**BAGIAN DATA:**
----

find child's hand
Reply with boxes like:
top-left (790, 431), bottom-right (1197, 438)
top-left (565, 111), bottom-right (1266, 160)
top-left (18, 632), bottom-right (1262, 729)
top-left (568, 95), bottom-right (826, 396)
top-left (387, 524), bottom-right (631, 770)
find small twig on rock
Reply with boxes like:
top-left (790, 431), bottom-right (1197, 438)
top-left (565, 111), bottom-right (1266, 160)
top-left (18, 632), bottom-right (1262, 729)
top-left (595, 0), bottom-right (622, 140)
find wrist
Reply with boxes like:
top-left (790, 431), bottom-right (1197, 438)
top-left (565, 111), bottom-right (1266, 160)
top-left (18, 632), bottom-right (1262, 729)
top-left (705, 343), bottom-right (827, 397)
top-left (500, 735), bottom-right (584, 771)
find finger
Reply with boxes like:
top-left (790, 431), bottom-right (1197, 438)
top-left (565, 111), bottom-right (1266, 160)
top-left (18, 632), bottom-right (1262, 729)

----

**TUGAS YANG DIKERJAKAN:** Tuliskan kembali semua baris di atas tanpa mengubah satu karakter pun.

**HASIL:**
find child's hand
Reply with boxes like:
top-left (790, 431), bottom-right (1197, 438)
top-left (565, 111), bottom-right (1266, 160)
top-left (18, 632), bottom-right (1262, 729)
top-left (568, 95), bottom-right (826, 396)
top-left (387, 524), bottom-right (631, 770)
find small twig on rock
Reply with boxes like:
top-left (790, 431), bottom-right (1197, 438)
top-left (565, 111), bottom-right (1266, 160)
top-left (18, 632), bottom-right (1262, 729)
top-left (595, 0), bottom-right (622, 140)
find wrist
Reply with boxes like:
top-left (790, 431), bottom-right (1197, 438)
top-left (565, 111), bottom-right (1266, 160)
top-left (18, 632), bottom-right (1262, 729)
top-left (705, 343), bottom-right (827, 397)
top-left (500, 735), bottom-right (584, 771)
find finger
Reply with boxes like:
top-left (790, 431), bottom-right (1197, 438)
top-left (565, 111), bottom-right (1266, 160)
top-left (18, 632), bottom-right (1262, 729)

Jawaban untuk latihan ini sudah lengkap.